PROBLEM SET:
1. In the Kangaru School article, which highway is the school situated along?
2. Rewrite the Kangaru School article, everything from "Kangaru School, formerly" down to "to as Kangach.", putting "Kapingazi Stream" in place of "Kapingazi River".

DOCUMENT EXTRACT:
══════
Location
- P.O Box 17 - 60100, Embu Manyatta Constituency, Embu County, (Kirimari Ward), Kenya 0°30′34″S 37°27′40″E﻿ / ﻿0.50944°S 37.46111°E

Information
- Other names: K.S.
- Former name: Government African School Kangaru, Kangaru Boys High School
- School type: Public Regional School
- Motto: Serve and lead
- Founded: 1 January 1947; 79 years ago
- Founder: Sir Robin Wainright
- Sister school: Kangaru Girls High School
- Chairman: Patrick Kinyua Njagi
- Principal: John Bosco Akaale
- Gender: Male
- Language: English, Kiswahili
- Campus: Urban
- Colors: Green White Grey
- Mascot: Lion
- Nickname: Kangach
- Rival: Moi High School Mbiruri
- Alumni name: Kangaru Old Boys Association
- Website: http://www.kangaruschool.ac.ke/

= Kangaru High School =

Public high school in Embu, Kenya

Kangaru School, formerly known as Government African School Kangaru and Kangaru High School, is an all boys high school situated along the Embu-Meru highway in Embu, Kenya. It was built by the first missionaries that arrived in Kenya during the colonialism in the 1920s. It was rebuilt in 1947 by Sir Robin Wainright on a Harambee basis. It is one of the oldest schools in the country. There is a nearby village called Kangaru which is probably where the name comes from. There is a river close to the school, the Kapingazi River. The school is popularly referred to as Kangach.
══════
DATA PROVIDED:

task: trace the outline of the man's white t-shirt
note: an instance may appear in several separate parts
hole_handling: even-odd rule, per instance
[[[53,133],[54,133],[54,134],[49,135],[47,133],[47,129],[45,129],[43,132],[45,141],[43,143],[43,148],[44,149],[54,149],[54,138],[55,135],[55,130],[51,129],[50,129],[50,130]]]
══════
PER-TASK OUTPUTS:
1. The Embu-Meru highway.

2.
Kangaru School, formerly known as Government African School Kangaru and Kangaru High School, is an all boys high school situated along the Embu-Meru highway in Embu, Kenya. It was built by the first missionaries that arrived in Kenya during the colonialism in the 1920s. It was rebuilt in 1947 by Sir Robin Wainright on a Harambee basis. It is one of the oldest schools in the country. There is a nearby village called Kangaru which is probably where the name comes from. There is a river close to the school, the Kapingazi Stream. The school is popularly referred to as Kangach.